Document text:
★ ★ ★
Problems after inserting a P100

I inserted a P100 into my server, and now I can’t run my CUDA samples anymore. For example, deviceQuery dies with:

CUDA Device Query (Runtime API) version (CUDART static linking)
cudaGetDeviceCount returned 999
→ unknown error
Result = FAIL

I deleted the file and recompiled, and the compilation goes through, but when I run it, same problem. Others show different problems, for example BlackScholes complains with:

CUDA error at …/…/common/inc/helper_cuda.h:779 code=999(cudaErrorUnknown) “cudaGetDeviceCount(&device_count)”

Here same thing: I delete the file, recompile, the compilation succeeds, but when I run it again, same error.

So, by inserting another GPU, something with DeviceCount malfunctions.

I have three generations of cards in this, but a previous query had njuffa confirm to me that it won’t matter. I have:

device 0: GTX 980
devices 1 through 4: K80
device 5: P100 (the 16 GB PCIe version)

I use the 470.57.02 driver, that is the latest available that supports Tesla cards (and apparently also the latest that supports Kepler, it seems after this Tesla-supporting driver I can’t use my K80s anymore, can anyone confirm?).

CUDA 11.4.2 on Fedora 34.

The P100 shows up just fine in nvtop, nvidia-smi, and nvidia-settings (in fact, nvidia-settings now shows me an additional disabled virtual device – “NVIDIA VGX”. Have to learn how to use that given that the P100 has no video output).

Thanks!

Are any errors logged at system level? Check dmesg. In particular, are there any notifications RmInitAdapter failed!?

All Tesla cards require large BAR0 apertures. The system BIOS of your machine may provide limited usable address space for these apertures that is insufficient to add a fifth Tesla card. This may cause apertures for GPUs to be mapped on top of each other or not being mapped at all, making thse GPUs non-operational. The system BIOS may or may not have relevant configuration settings; something to check. An interesting experiment would be to remove all K80s to see whether the system can function properly with just the GTX 980 and the P100 present.

Given that you have been running with multiple K80s, I assume you are aware of the airflow requirements for passively-cooled GPUs like the K80 and the P100, and there are no messages similar to this in the system log: “NVRM: Xid (PCI:0000:01:00): 79, GPU has fallen off the bus.”
★ ★ ★
(Source records)
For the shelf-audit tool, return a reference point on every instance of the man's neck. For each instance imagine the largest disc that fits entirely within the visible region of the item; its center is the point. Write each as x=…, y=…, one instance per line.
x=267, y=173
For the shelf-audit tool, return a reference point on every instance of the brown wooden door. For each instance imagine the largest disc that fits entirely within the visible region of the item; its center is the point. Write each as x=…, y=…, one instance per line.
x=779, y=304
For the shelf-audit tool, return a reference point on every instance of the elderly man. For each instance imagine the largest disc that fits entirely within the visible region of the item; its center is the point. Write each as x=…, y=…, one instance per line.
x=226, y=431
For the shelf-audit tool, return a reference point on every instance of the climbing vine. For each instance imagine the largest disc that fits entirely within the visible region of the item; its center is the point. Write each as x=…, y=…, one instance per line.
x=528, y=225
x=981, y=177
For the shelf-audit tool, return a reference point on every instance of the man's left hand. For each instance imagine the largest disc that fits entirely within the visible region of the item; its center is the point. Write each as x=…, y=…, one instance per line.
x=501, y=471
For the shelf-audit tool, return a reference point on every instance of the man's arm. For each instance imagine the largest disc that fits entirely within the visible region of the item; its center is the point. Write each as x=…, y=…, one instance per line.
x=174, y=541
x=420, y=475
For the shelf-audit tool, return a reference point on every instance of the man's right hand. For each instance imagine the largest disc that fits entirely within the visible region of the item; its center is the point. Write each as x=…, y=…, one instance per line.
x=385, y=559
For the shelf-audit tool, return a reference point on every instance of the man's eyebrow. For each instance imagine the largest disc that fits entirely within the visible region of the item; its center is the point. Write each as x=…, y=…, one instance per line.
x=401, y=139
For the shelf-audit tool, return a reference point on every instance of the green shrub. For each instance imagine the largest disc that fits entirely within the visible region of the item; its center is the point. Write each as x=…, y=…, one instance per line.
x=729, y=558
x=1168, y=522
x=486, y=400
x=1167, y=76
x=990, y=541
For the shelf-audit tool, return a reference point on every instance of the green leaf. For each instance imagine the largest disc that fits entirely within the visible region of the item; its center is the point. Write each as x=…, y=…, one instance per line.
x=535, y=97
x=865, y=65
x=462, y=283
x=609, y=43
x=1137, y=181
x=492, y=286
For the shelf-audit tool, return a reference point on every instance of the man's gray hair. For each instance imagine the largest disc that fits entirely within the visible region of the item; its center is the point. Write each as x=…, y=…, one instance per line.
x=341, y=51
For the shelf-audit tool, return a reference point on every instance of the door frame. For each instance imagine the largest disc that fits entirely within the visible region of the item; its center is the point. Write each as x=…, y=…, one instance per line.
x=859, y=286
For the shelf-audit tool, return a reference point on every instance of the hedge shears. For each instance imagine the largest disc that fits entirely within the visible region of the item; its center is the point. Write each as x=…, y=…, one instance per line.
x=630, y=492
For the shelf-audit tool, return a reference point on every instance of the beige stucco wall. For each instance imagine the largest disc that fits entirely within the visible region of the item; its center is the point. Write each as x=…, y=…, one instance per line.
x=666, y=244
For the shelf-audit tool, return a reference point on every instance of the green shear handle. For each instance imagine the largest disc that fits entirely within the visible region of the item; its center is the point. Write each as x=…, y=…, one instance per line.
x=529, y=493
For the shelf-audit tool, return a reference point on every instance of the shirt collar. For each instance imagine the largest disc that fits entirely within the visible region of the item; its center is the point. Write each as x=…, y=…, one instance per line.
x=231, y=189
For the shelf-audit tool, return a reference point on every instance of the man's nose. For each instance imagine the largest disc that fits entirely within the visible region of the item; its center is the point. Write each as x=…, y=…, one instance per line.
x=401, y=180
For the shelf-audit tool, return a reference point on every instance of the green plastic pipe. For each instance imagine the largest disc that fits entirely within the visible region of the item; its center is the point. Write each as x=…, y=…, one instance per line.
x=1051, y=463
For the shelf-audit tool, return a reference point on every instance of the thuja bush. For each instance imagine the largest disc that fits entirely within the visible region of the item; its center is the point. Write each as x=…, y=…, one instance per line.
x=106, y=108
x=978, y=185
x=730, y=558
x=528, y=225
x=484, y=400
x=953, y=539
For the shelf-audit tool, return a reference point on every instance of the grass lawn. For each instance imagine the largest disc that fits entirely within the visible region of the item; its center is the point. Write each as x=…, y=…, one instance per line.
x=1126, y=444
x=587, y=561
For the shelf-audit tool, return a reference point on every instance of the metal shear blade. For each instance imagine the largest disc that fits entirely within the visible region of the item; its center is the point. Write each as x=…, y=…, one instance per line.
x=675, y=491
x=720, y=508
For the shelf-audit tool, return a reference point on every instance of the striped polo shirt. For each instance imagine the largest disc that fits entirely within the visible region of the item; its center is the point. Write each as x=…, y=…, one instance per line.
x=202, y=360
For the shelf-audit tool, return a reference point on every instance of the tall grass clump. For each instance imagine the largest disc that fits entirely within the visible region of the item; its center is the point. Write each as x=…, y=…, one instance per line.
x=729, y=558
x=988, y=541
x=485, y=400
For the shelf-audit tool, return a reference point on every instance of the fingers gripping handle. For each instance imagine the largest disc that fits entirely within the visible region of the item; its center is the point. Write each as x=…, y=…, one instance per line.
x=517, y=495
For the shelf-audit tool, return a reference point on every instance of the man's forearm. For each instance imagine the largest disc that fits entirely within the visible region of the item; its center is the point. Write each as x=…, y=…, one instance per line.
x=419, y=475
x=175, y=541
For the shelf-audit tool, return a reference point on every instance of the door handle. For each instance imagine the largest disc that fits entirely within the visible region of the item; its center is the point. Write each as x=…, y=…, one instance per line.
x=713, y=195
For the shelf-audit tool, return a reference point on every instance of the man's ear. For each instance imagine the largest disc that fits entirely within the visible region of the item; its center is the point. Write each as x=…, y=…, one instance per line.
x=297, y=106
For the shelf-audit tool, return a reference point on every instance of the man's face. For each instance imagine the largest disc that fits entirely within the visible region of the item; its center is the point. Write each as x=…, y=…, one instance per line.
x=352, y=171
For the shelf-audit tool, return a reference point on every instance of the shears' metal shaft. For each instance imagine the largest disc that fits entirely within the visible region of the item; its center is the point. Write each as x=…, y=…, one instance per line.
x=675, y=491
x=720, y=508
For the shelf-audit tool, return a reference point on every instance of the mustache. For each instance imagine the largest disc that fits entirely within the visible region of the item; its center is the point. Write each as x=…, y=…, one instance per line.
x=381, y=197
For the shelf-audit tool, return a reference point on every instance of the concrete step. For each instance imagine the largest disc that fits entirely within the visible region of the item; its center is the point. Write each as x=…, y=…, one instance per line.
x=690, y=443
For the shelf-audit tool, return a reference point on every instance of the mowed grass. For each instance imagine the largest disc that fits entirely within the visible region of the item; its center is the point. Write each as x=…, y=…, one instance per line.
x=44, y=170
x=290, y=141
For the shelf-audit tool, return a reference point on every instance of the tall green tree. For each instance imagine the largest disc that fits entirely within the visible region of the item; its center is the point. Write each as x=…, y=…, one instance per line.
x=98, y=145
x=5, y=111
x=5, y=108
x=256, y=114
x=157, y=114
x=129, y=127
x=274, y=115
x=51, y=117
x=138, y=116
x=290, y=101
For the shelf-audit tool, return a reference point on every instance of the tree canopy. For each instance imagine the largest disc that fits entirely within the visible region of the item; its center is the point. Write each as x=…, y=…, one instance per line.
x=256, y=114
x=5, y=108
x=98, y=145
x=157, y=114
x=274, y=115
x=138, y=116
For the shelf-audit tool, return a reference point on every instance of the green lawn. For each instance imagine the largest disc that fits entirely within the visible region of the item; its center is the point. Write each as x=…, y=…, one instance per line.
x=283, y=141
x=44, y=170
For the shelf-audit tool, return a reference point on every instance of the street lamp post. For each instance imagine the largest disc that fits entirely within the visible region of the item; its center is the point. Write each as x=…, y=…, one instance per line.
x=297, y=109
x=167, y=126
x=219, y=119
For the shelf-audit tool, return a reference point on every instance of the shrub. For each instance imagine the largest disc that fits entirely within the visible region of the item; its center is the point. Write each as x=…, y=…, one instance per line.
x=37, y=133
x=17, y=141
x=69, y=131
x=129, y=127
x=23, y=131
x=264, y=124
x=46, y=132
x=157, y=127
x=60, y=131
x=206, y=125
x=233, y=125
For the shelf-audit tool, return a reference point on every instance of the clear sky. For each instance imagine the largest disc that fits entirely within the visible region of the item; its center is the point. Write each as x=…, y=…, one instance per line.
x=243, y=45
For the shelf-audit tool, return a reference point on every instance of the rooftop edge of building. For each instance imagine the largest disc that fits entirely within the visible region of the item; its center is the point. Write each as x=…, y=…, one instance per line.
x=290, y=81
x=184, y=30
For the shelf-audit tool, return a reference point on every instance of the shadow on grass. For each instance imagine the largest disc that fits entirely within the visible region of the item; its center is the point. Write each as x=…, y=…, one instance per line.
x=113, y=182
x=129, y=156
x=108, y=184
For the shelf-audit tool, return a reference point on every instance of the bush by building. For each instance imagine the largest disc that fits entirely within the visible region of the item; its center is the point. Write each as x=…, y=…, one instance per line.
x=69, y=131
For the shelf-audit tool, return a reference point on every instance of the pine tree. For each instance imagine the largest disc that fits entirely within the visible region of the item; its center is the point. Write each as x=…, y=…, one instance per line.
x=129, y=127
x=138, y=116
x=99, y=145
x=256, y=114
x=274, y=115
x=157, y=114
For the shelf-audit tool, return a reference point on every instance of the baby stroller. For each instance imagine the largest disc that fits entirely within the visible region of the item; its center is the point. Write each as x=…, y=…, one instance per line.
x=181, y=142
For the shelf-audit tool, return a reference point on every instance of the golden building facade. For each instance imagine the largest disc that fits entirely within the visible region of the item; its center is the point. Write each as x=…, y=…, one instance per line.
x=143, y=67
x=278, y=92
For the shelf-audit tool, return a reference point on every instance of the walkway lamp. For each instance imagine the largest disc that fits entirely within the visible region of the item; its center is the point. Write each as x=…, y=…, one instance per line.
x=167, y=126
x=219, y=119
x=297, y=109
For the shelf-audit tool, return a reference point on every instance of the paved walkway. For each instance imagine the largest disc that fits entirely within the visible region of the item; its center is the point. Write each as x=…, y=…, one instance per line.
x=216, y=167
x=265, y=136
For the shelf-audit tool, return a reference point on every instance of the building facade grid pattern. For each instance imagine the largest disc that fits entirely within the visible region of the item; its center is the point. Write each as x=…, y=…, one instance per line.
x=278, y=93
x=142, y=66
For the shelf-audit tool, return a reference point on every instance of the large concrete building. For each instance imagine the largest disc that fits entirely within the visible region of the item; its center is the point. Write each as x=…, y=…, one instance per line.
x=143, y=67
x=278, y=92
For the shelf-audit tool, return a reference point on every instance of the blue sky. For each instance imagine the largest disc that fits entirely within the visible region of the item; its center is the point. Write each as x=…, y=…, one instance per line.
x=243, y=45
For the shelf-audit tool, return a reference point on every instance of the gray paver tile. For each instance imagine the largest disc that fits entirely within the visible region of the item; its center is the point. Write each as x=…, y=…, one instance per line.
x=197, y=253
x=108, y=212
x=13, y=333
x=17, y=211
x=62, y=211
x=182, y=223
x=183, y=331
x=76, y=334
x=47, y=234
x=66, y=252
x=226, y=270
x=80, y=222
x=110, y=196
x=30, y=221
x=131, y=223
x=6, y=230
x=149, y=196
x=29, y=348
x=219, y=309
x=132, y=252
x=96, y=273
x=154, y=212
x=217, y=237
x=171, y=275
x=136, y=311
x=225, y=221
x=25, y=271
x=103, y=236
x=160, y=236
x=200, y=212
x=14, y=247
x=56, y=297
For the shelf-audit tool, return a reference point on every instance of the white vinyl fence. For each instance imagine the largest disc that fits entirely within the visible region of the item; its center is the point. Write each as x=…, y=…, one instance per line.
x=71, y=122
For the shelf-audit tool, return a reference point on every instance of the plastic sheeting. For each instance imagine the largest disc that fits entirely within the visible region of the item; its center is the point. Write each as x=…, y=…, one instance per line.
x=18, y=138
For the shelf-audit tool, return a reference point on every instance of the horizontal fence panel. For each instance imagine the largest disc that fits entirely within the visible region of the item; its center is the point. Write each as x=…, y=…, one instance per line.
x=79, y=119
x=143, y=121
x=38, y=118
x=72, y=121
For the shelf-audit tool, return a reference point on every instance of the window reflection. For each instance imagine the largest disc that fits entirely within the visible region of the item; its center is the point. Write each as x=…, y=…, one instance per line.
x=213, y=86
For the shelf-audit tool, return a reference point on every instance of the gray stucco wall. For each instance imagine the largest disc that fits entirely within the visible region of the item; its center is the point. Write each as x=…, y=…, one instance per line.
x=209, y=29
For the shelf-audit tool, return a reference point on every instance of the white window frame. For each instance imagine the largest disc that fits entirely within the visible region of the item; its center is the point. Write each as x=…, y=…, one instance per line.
★ ★ ★
Exercise requirements:
1: Put the entries, from the first line through the line containing "x=267, y=173" (both included), into a Markdown table with the columns Row and Line. Number each line in Row and skip blank lines.
2: Give the next part of the forum thread about the P100 that won't run CUDA samples, picking up after its final post.

Exercise results:
1:
| Row | Line |
|---|---|
| 1 | For the shelf-audit tool, return a reference point on every instance of the man's neck. For each instance imagine the largest disc that fits entirely within the visible region of the item; its center is the point. Write each as x=…, y=…, one instance per line. |
| 2 | x=267, y=173 |

2:
I am not aware of a discontinuation of K80 support in recent NVIDIA drivers, although I am expecting that to happen fairly soon. I would expect there to be an explicit notice in driver release notes when K80 support is discontinued and cannot find any such note.

What is the provenance of the Tesla P100? Is the source reputable? There is a certain amount of fraud in the used-GPU market (as evidenced by earlier questions in this forum), and this includes the sale of defective as well as counterfeit hardware.

[Later:]

It seems the K80 may have a longer remaining life than I expected, per this tidbit from Microsoft:

The first group of GPU products to be retired in Azure are the original NC, NC v2 and ND-series VMs, powered by NVIDIA Tesla K80, P100, and P40 datacenter GPU accelerators respectively. These products will be retired on August 31st 2022, and the oldest VMs in this series launched in 2016.

1 Like

Check dmesg . In particular, are there any notifications RmInitAdapter failed! ?

None of that in it.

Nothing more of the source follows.